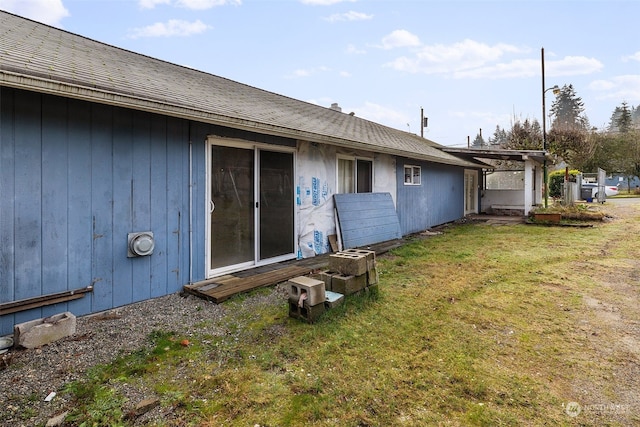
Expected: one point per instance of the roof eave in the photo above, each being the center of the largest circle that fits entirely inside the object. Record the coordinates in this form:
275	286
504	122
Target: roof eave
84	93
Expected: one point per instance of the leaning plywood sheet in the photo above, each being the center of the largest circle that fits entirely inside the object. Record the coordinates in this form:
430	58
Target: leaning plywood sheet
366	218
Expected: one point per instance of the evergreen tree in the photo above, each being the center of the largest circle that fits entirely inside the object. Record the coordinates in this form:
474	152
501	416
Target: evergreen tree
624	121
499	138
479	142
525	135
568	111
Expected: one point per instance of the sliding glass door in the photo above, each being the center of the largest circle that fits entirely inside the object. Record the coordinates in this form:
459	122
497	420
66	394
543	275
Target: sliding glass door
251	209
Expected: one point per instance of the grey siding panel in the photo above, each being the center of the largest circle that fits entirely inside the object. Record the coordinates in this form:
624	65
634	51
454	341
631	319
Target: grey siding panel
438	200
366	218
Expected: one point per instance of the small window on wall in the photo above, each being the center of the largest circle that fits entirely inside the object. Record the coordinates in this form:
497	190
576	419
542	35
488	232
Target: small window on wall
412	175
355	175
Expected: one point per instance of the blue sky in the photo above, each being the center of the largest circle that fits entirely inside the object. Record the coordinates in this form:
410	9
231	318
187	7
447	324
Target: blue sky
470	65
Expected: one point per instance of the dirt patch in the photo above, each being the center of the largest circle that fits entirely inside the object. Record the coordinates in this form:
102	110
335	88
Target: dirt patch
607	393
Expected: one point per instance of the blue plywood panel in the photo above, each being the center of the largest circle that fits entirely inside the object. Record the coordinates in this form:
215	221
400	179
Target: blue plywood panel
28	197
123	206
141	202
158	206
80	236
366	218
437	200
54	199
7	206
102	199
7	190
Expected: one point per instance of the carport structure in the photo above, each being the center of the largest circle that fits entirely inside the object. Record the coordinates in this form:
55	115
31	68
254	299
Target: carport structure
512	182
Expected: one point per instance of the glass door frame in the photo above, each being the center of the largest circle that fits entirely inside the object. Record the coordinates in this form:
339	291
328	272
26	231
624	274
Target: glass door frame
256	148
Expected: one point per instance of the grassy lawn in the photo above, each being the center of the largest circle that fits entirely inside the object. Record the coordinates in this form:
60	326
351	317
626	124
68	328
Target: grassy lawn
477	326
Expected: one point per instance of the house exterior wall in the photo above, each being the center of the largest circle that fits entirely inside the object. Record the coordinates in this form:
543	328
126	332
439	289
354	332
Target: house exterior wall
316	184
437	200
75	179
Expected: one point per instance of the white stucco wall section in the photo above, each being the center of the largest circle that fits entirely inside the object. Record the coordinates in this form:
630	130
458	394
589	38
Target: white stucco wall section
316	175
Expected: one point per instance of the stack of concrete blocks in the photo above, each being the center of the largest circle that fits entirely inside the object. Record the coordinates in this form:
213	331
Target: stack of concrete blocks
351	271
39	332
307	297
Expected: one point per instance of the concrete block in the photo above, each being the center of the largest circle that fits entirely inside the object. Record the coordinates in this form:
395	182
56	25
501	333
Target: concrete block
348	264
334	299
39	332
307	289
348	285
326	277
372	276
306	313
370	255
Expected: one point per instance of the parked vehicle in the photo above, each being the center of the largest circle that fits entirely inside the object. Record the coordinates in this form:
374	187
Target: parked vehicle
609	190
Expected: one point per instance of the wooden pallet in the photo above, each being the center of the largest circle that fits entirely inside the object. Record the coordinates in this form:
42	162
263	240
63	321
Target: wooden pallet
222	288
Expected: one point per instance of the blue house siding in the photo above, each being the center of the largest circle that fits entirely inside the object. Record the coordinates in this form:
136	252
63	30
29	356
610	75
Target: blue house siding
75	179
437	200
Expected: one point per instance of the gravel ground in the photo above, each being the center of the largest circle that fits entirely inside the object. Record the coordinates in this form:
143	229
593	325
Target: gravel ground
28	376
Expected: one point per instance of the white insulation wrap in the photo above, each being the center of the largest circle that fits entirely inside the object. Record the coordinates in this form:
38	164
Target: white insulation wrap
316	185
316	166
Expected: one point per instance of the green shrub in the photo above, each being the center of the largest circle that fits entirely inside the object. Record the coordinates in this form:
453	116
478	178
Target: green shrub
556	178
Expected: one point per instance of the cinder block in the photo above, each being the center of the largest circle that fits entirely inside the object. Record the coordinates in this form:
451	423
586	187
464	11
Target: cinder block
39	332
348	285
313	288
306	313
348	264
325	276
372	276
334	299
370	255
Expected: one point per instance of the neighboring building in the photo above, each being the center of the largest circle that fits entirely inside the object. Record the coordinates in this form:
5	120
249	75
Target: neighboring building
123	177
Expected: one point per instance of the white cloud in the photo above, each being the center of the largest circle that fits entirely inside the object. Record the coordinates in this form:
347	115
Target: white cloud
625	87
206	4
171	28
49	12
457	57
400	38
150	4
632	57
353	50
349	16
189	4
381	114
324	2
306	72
● ● ● ● ●
Reproduce the entire listing above verbatim, keeping every line and number unchanged but omitting the pictures.

> [Result]
Expected: one point per instance of the roof eave in the photo above, each being the center of the largest circle that fits entirely inside the object. Record the coordinates in this form:
275	286
504	122
Target: roof eave
84	93
Expected: one point per instance of the leaning plywood sheet in the photo above, each being the center of the largest circle that fits entirely inside the object. Record the coordinates in this form:
430	58
Target: leaning plywood sheet
366	218
Expected: one point per instance of the evergreen tree in the photo above, each being the center of the largest circle that fits entirely inside the object. Record the coordinates in this form:
474	152
501	416
Target: evergreen tree
624	121
499	138
479	142
525	135
568	111
Expected: one point per instance of the sliding glass door in the photo above, each being the center of the largest circle that fits entirely inside the object. Record the coordinates in this form:
459	122
497	420
66	394
543	275
Target: sliding glass door
251	209
Expected: one point per instance of the grey siding panel in the photo above, each being the center of the largest circle that fits entirely inside the object. Record the coordinates in this form:
624	65
634	51
454	341
631	319
Target: grey siding panel
438	200
366	218
Expected: one point per instance of the small window on wall in the photo above, each being the center of the largest circle that fits entirely inside the object. Record the coordinates in this form:
497	190
576	419
542	35
488	232
Target: small window on wall
412	175
355	175
Expected: one point per instance of the blue sky in the photo above, each being the center of the largest circle that fits entirely inside the object. Record the coordinates in this form:
410	9
231	318
187	7
447	324
Target: blue sky
470	65
Expected: one point per instance of the dirt patch in the photo above, each being the center of the largest circle that fits entirely inside the object. Record the coordinates in this form:
102	110
335	88
Target: dirt patch
607	393
Expected: one point per instance of the blue plywood panel in the photo above, each being the center of the largest circle that fits entirely inside the object. Record the coordinates in this form:
215	221
400	179
Target: blue plywood panel
28	197
123	206
141	202
158	206
80	236
366	218
437	200
54	199
7	206
102	199
7	190
Expected: one point per instance of the carport structure in the photo above, each being the center of the largest circle that fits entirely inside the object. Record the coordinates in this form:
55	115
31	68
254	299
Target: carport structure
512	182
Expected: one point per instance of the glass door frame in the photo above, each being the center of the largest circle that fits entirely inside the object. Record the coordinates in this form:
339	291
328	272
26	231
624	274
Target: glass door frame
256	148
Expected: one point per instance of the grassy lawn in the photo above, each being the center of the largest circle that fits entirely inside the object. Record the coordinates in this form:
60	326
351	317
626	124
68	328
Target: grassy lawn
477	326
Expected: one point per instance of the house exterior wall in the photo above, each being the center of the largest circle that fits entirely inside the object. Record the coordinates in this form:
543	328
126	332
439	289
354	332
Target: house exterior wall
316	184
437	200
75	179
Expected: one point per instance of the white stucco wall section in the photo above, each being the center of the largest circle that fits entirely inside the object. Record the coordinates in this form:
630	130
458	394
589	38
Target: white stucco wall section
316	175
Expected: one point per instance of the stack of concrete blocks in the photo above, each being the center of the largest circle that fits entirely inside the object. Record the coordinates in this form:
213	331
Target: stack of concrete blocks
351	271
39	332
307	297
Expected: one point per instance of the concrete block in the photo above, each being the center of the largest circle that fits entirely inside the object. Record the coordinates in this form:
395	182
56	25
501	333
Target: concrete block
348	264
334	299
39	332
307	289
348	285
326	277
372	276
306	313
370	255
Expected: one point per instance of the parked vehicle in the photo above, each being the center of the largest circle that fits entirely inside the object. Record the coordinates in this form:
374	187
Target: parked vehicle
609	190
Expected: one point per instance of the wooden pallet in the photo above, each being the center of the largest circle that fits entirely inside the object. Record the coordinates in this form:
42	162
263	240
63	321
Target: wooden pallet
222	288
Expected: one point per instance of the blue house siding in the photo above, each being the center of the largest circle that fits entirely inside the object. Record the coordinates in this form:
136	252
63	30
29	356
610	75
Target: blue house siding
75	179
437	200
Expected: one point per instance of the gravel ground in the photo above, each being the center of the largest circle that fits entirely inside the object. Record the coordinates in this form:
143	229
593	325
Target: gravel ground
28	376
Expected: one point per instance of the white insulation wrap in the photo above, each being the center of the largest circle that fits entirely inside the object. Record the coordinates in this form:
38	164
Target: white insulation wrap
316	185
316	166
Expected: one point per instance of the green shrub in the photo above, each being the center of the largest circle that fits entirely inside the object. Record the coordinates in this form:
453	116
478	178
Target: green shrub
556	178
Expected: one point per instance of the cinder block in the photo above, each being the center of the largest circle that fits entirely inside the object. Record the coordinates in this form:
451	423
586	187
464	11
Target: cinder block
39	332
348	285
313	288
306	313
348	264
325	276
372	276
334	299
370	255
Expected: one point per instance of the neighboring building in the photo above, each being the center of the largest circle that fits entirely inside the object. Record the coordinates in this form:
5	120
249	75
Target: neighboring building
123	177
Expected: one point per instance of the white cloud in the photo above, each being the center of the largest circle that fits entirely inside the object. Record the coordinates in this form:
347	115
Target: white cloud
625	87
206	4
171	28
49	12
457	57
400	38
150	4
632	57
353	50
349	16
189	4
381	114
324	2
306	72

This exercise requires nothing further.